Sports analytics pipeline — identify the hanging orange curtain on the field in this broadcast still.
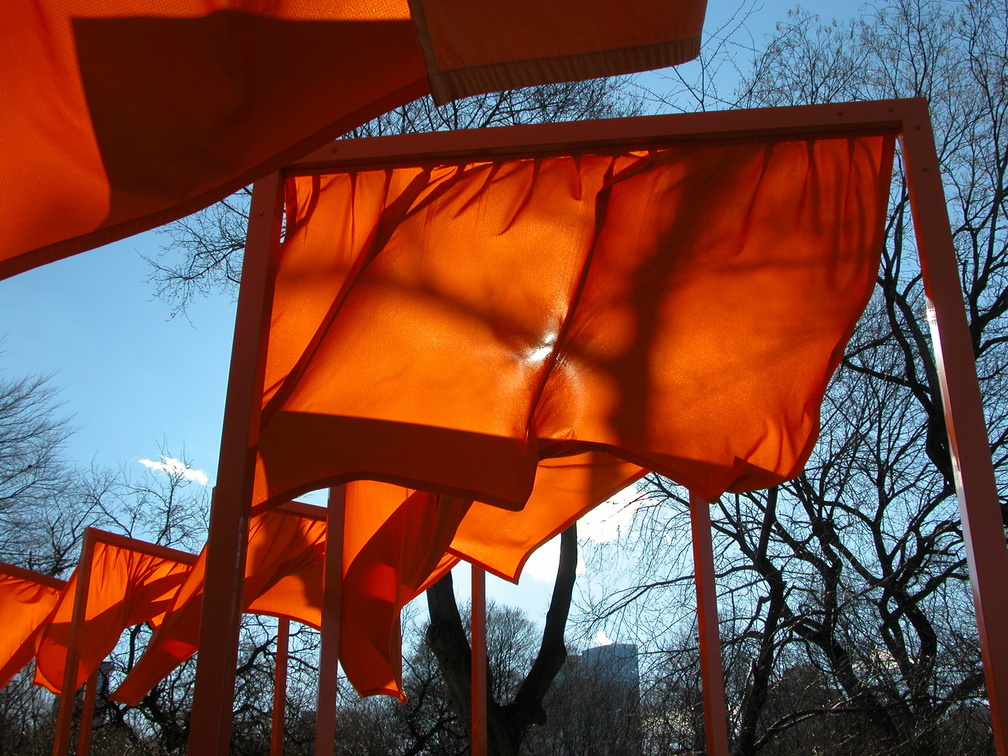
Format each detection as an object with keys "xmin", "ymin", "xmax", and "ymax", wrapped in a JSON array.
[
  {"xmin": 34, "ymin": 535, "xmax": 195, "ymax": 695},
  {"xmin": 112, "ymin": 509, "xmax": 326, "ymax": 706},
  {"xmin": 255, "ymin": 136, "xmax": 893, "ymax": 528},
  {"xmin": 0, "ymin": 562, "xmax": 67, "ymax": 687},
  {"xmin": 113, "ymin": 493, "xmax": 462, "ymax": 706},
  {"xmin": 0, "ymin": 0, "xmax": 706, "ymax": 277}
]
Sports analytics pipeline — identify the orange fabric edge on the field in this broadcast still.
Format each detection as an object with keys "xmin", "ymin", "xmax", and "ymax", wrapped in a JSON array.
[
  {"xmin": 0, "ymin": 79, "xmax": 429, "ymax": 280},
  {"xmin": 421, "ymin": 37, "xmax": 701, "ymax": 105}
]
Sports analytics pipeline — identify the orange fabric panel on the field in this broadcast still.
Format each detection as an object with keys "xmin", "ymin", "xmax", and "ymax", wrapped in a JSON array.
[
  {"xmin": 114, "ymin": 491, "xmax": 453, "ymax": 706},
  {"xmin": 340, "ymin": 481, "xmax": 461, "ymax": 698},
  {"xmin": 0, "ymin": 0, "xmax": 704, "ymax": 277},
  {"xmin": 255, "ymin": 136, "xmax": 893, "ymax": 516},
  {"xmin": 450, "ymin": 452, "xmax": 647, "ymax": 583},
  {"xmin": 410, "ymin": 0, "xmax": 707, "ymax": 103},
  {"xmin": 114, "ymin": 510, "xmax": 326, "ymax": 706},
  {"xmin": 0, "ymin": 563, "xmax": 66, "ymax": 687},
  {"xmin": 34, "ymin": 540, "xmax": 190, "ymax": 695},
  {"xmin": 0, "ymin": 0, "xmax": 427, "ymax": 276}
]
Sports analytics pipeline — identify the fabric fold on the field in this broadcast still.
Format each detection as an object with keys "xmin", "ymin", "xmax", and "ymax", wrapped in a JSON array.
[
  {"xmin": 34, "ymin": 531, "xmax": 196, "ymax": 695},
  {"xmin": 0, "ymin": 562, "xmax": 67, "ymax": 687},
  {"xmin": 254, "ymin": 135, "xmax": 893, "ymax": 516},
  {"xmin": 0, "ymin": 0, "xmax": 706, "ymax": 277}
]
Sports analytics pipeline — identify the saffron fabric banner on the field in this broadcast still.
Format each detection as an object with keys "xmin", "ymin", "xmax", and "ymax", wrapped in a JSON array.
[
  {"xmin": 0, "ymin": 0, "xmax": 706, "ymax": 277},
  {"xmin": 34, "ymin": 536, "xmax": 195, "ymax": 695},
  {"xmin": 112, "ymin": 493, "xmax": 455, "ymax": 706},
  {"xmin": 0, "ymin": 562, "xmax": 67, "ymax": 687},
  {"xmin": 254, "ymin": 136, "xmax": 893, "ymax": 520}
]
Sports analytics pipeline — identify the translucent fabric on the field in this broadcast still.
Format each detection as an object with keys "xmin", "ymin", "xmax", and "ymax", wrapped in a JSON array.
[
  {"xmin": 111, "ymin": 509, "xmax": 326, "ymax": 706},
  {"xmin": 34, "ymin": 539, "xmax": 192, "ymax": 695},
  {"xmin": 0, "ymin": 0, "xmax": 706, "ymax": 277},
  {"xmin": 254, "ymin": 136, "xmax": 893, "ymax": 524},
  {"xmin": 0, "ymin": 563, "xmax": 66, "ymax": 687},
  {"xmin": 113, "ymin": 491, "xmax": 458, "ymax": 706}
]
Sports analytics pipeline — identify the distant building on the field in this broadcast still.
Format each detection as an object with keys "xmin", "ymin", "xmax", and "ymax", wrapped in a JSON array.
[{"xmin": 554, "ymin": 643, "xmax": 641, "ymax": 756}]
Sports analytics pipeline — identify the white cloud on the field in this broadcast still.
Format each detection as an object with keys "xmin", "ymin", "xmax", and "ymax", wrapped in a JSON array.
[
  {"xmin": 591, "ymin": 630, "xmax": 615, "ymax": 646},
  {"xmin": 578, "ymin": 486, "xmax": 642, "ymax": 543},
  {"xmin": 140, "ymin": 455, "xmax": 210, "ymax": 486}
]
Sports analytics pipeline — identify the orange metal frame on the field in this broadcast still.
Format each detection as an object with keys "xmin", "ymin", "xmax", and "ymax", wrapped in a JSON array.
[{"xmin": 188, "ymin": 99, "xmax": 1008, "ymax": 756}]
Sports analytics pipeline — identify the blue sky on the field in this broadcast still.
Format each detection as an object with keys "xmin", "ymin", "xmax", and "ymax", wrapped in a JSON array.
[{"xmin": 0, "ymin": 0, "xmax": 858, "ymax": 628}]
═══
Written instruction » Edit all of the material above so that every "broadcast still" becomes "match frame", keeping everything else unchanged and omitting the pictures.

Reply to the task »
Sports analytics pipeline — identify the hanging orange curtain on the field in this match frame.
Format each detection as an object with keys "xmin", "ymin", "xmax", and "ymax", wrapped in a JSON array.
[
  {"xmin": 34, "ymin": 535, "xmax": 195, "ymax": 695},
  {"xmin": 112, "ymin": 509, "xmax": 326, "ymax": 706},
  {"xmin": 255, "ymin": 136, "xmax": 893, "ymax": 528},
  {"xmin": 0, "ymin": 562, "xmax": 67, "ymax": 687},
  {"xmin": 113, "ymin": 493, "xmax": 462, "ymax": 706},
  {"xmin": 0, "ymin": 0, "xmax": 706, "ymax": 277}
]
Sports analytics pipeline — identify the orange fabric edge on the field in this match frame.
Format each detection as an object with keys "xmin", "ymin", "xmax", and "ymax", wrapped in a JSON array.
[
  {"xmin": 0, "ymin": 79, "xmax": 429, "ymax": 280},
  {"xmin": 421, "ymin": 37, "xmax": 701, "ymax": 105}
]
Sports analytics pipeline — identify the orange fabric panel on the field in this match frame.
Format each detection as an object with keys "xmin", "ymin", "xmax", and "ymax", wrapped in a JSON array.
[
  {"xmin": 114, "ymin": 491, "xmax": 453, "ymax": 706},
  {"xmin": 340, "ymin": 481, "xmax": 461, "ymax": 698},
  {"xmin": 0, "ymin": 0, "xmax": 704, "ymax": 277},
  {"xmin": 255, "ymin": 136, "xmax": 893, "ymax": 516},
  {"xmin": 450, "ymin": 452, "xmax": 647, "ymax": 583},
  {"xmin": 410, "ymin": 0, "xmax": 707, "ymax": 103},
  {"xmin": 114, "ymin": 510, "xmax": 326, "ymax": 706},
  {"xmin": 0, "ymin": 563, "xmax": 66, "ymax": 687},
  {"xmin": 34, "ymin": 540, "xmax": 190, "ymax": 695},
  {"xmin": 0, "ymin": 0, "xmax": 427, "ymax": 276}
]
Sports analytics pipeline — identify the fabric fold on the field in this match frame.
Format each detection as an object with keys "xmin", "ymin", "xmax", and "ymax", wrapped in a JSON array.
[
  {"xmin": 34, "ymin": 531, "xmax": 196, "ymax": 695},
  {"xmin": 0, "ymin": 562, "xmax": 67, "ymax": 687},
  {"xmin": 254, "ymin": 135, "xmax": 893, "ymax": 516},
  {"xmin": 0, "ymin": 0, "xmax": 706, "ymax": 277}
]
Sports analytics pipeline — identify the saffron fabric banner on the field in this match frame.
Format each detection as an object with keys "xmin", "ymin", "xmax", and "ymax", wrapped in a JSON array.
[
  {"xmin": 0, "ymin": 0, "xmax": 706, "ymax": 277},
  {"xmin": 34, "ymin": 536, "xmax": 195, "ymax": 695},
  {"xmin": 112, "ymin": 493, "xmax": 455, "ymax": 706},
  {"xmin": 0, "ymin": 562, "xmax": 67, "ymax": 687},
  {"xmin": 254, "ymin": 136, "xmax": 893, "ymax": 520}
]
Sports analytics pipeline — identify the translucent fabric on the field in this match frame.
Format each detection as an object with keys "xmin", "ymin", "xmax", and "ymax", wrapped in a JSON array.
[
  {"xmin": 111, "ymin": 509, "xmax": 326, "ymax": 706},
  {"xmin": 34, "ymin": 539, "xmax": 192, "ymax": 695},
  {"xmin": 0, "ymin": 0, "xmax": 706, "ymax": 277},
  {"xmin": 254, "ymin": 136, "xmax": 893, "ymax": 524},
  {"xmin": 0, "ymin": 563, "xmax": 66, "ymax": 687},
  {"xmin": 113, "ymin": 491, "xmax": 458, "ymax": 706}
]
Sports analytics pipeline — identify the distant building on the field in this match frame.
Format each detection as an object with keys "xmin", "ymin", "xmax", and "ymax", wrapped in a JSON array.
[{"xmin": 554, "ymin": 643, "xmax": 641, "ymax": 756}]
Sports analytics pipeline — identify the white cloud on the field in this match frame.
Format each detection as an object with keys "xmin", "ymin", "xmax", and "ymax", wrapped in a JSON array.
[
  {"xmin": 591, "ymin": 630, "xmax": 615, "ymax": 646},
  {"xmin": 578, "ymin": 486, "xmax": 642, "ymax": 543},
  {"xmin": 140, "ymin": 455, "xmax": 210, "ymax": 486}
]
Sports analytics pipeline — identify the orange metal frame on the field in this match frame.
Format each detection as an object with keys "xmin", "ymin", "xmax", and "ymax", wrapped in a JSON array.
[{"xmin": 188, "ymin": 99, "xmax": 1008, "ymax": 756}]
Sports analytics pipeline — identify the blue sky on the field in this match frame.
Format each detection as an object with keys "xmin", "ymin", "xmax", and "ymax", wrapped in a JSON array.
[{"xmin": 0, "ymin": 0, "xmax": 858, "ymax": 628}]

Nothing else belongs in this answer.